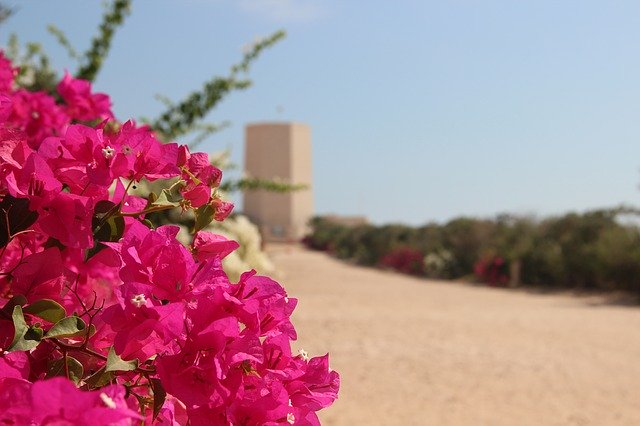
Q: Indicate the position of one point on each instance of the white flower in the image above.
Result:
(107, 400)
(304, 354)
(139, 300)
(108, 152)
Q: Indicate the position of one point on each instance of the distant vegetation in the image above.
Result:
(591, 251)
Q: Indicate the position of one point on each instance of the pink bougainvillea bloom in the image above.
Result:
(58, 401)
(37, 114)
(207, 245)
(15, 365)
(34, 181)
(142, 328)
(6, 104)
(68, 219)
(81, 103)
(222, 209)
(41, 276)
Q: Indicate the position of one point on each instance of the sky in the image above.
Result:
(420, 110)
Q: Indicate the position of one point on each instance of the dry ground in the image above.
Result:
(418, 352)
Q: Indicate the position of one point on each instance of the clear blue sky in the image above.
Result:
(420, 110)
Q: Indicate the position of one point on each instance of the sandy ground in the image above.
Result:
(418, 352)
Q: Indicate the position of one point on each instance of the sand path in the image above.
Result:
(417, 352)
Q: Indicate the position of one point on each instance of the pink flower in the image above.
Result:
(37, 114)
(58, 401)
(81, 103)
(41, 276)
(222, 209)
(68, 219)
(207, 245)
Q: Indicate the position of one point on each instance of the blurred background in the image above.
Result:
(494, 144)
(420, 110)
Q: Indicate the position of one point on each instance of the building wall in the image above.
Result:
(279, 151)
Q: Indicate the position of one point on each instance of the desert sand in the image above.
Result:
(421, 352)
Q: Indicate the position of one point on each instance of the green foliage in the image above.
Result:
(590, 251)
(178, 120)
(253, 184)
(115, 363)
(25, 337)
(47, 309)
(73, 368)
(92, 60)
(71, 326)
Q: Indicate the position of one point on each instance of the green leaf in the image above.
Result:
(15, 217)
(105, 224)
(159, 395)
(170, 196)
(67, 327)
(46, 309)
(99, 378)
(56, 368)
(204, 216)
(115, 363)
(25, 337)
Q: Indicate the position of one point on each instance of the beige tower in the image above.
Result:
(279, 151)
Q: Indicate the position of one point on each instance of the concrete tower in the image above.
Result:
(279, 151)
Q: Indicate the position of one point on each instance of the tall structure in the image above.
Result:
(279, 151)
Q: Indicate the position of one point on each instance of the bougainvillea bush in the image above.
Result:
(107, 319)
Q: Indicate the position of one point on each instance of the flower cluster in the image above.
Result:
(107, 319)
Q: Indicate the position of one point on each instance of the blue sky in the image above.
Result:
(420, 110)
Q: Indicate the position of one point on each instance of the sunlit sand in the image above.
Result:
(420, 352)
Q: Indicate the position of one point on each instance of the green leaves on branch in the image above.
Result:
(261, 184)
(15, 217)
(204, 216)
(72, 326)
(170, 197)
(47, 309)
(25, 337)
(73, 368)
(112, 19)
(182, 117)
(115, 363)
(106, 224)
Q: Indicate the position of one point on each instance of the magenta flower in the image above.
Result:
(207, 245)
(81, 103)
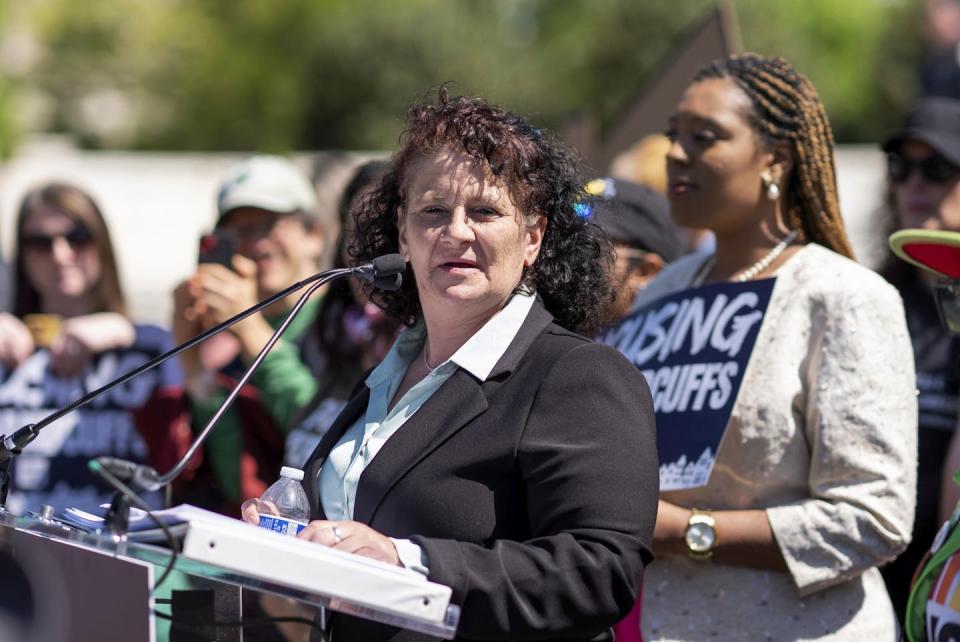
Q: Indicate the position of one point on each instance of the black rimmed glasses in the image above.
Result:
(948, 303)
(933, 169)
(77, 237)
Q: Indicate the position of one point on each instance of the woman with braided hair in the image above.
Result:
(813, 484)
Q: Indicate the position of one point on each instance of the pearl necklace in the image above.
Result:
(761, 265)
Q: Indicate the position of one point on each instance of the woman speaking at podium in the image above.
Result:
(493, 449)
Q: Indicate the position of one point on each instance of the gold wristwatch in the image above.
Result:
• • • •
EXERCISE PROMPT. Return a verbatim transcription of the data, omitting all images.

SOLUTION TO THE EXERCISE.
Q: Indicate the position of one point on each instance of the white flower in the image above.
Result:
(107, 400)
(304, 354)
(139, 300)
(108, 152)
Q: Indicate the position of one point on each instance of the distant vegetation in the image above.
Result:
(591, 251)
Q: Indicate the position of one point on each instance of the pink bougainvillea bloom in the image above.
Result:
(58, 401)
(37, 114)
(207, 245)
(15, 365)
(34, 181)
(142, 328)
(6, 104)
(68, 219)
(81, 103)
(222, 209)
(41, 276)
Q: Indicate the position of one point on each instance of the sky in the image above.
Result:
(420, 110)
Q: Indicate the position of one point on each instance of the dry ground in the image above.
Result:
(418, 352)
Q: Indicate the position of one point on each instance of the clear blue sky in the image above.
Result:
(420, 110)
Q: Indicate the position of one point on each instance of the sandy ground in the image above.
Result:
(418, 352)
Q: Indicate the position of one point on each instance of the sand path in the image above.
Result:
(417, 352)
Q: Indicate the position of one point on each instance of the pink flower in the image above.
Result:
(37, 114)
(58, 401)
(81, 103)
(41, 276)
(222, 209)
(68, 219)
(207, 245)
Q: Indicate the position of one point on each instance of the blurred background in the image above.
Result:
(494, 144)
(420, 110)
Q: Indicate the position of one point on each instance of the building wall in the image above.
Result:
(279, 151)
Q: Indicate the position of one point on each instance of the desert sand in the image above.
Result:
(421, 352)
Q: Indicate the position of one point on each instance of the green foliage in the image above.
Result:
(590, 251)
(178, 120)
(253, 184)
(115, 363)
(25, 337)
(47, 309)
(73, 368)
(92, 60)
(71, 326)
Q: Indicate the position of one point on each instance of the green leaf in the image above.
Result:
(15, 217)
(105, 224)
(159, 395)
(170, 196)
(67, 327)
(46, 309)
(99, 378)
(56, 368)
(204, 216)
(115, 363)
(25, 337)
Q: Indicate the position of one point on each instance of the beige tower in the image above.
Result:
(279, 151)
Q: Indicate the position of one point on each instance of the concrete tower in the image above.
Result:
(279, 151)
Q: Indicate the position of one point on each instance of the tall structure in the image above.
Result:
(279, 151)
Q: Indicate the position of one point on each instance of the bougainvillea bush in the image above.
Result:
(107, 319)
Q: Indicate the position of one point on each instance of the flower cluster in the image above.
Result:
(107, 319)
Q: Indicate the position of one point on each instance of the blue sky in the image above.
Result:
(420, 110)
Q: Indicate the position of one point on each instance of the sunlit sand in the image above.
Result:
(420, 352)
Q: Indicate the position of one point on each instance of the green leaves on branch in the image above.
Result:
(261, 184)
(15, 217)
(204, 216)
(72, 326)
(170, 197)
(47, 309)
(25, 337)
(73, 368)
(112, 19)
(182, 117)
(115, 363)
(106, 224)
Q: Indicate the position of one point on each instance of the magenta flower in the image above.
Result:
(207, 245)
(81, 103)
Q: Indicate the position of one point on each instance of the black rimmed glasses in the image above.
Result:
(948, 303)
(933, 169)
(77, 237)
Q: Indicate the position of one point on each instance of the woman with braided hair in the image above.
Result:
(813, 484)
Q: Indicate the position of one point on each instance of the pearl necklace in the image above.
Result:
(761, 265)
Q: Indicate the position of one point on each instance of the woman speaking at podium in the image above.
Result:
(493, 449)
Q: Indicate the position of one point on each instance of the gold wristwatch in the image above.
Result:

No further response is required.